• _Data_
==*==

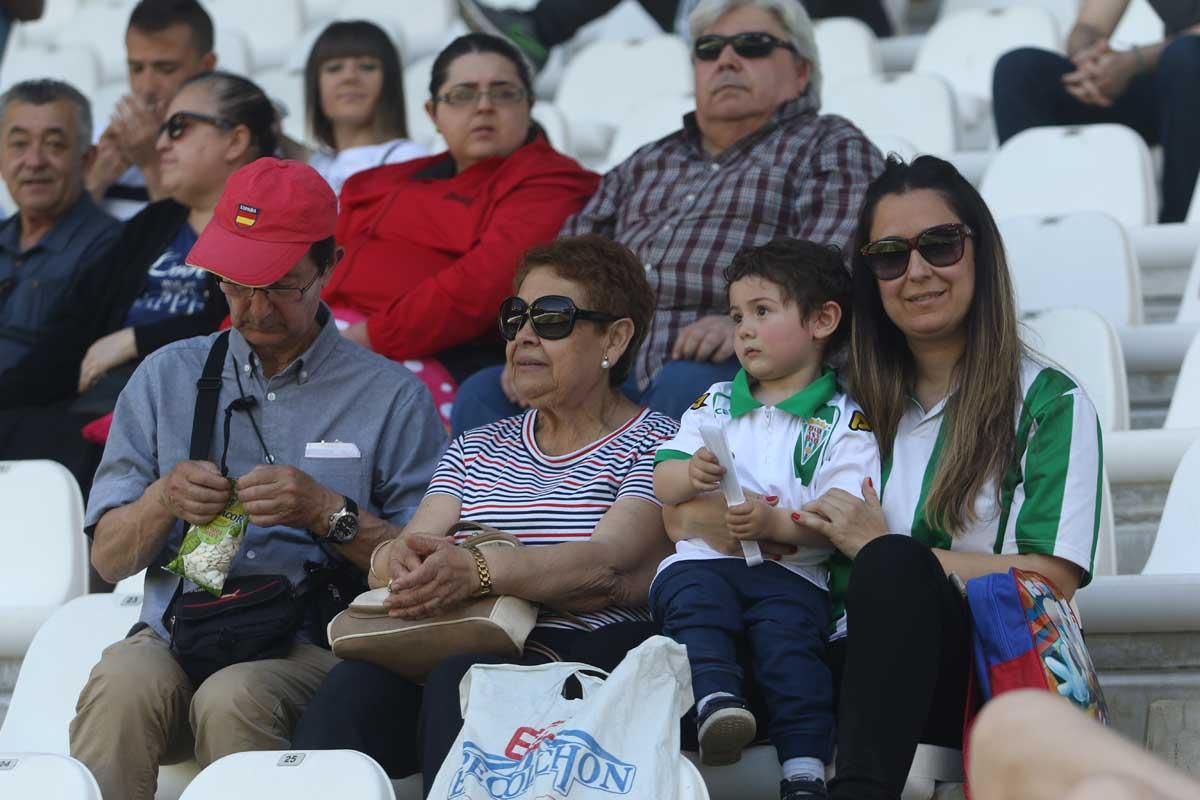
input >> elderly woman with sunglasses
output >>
[293,236,677,787]
[324,34,599,419]
[667,156,1103,800]
[0,72,276,494]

==*==

• _Description of the task_
Pull out each line of the records that contains the word "elderly", and write those lines out unchanged.

• _Answer to this problem_
input >> elderly woman with sunglasses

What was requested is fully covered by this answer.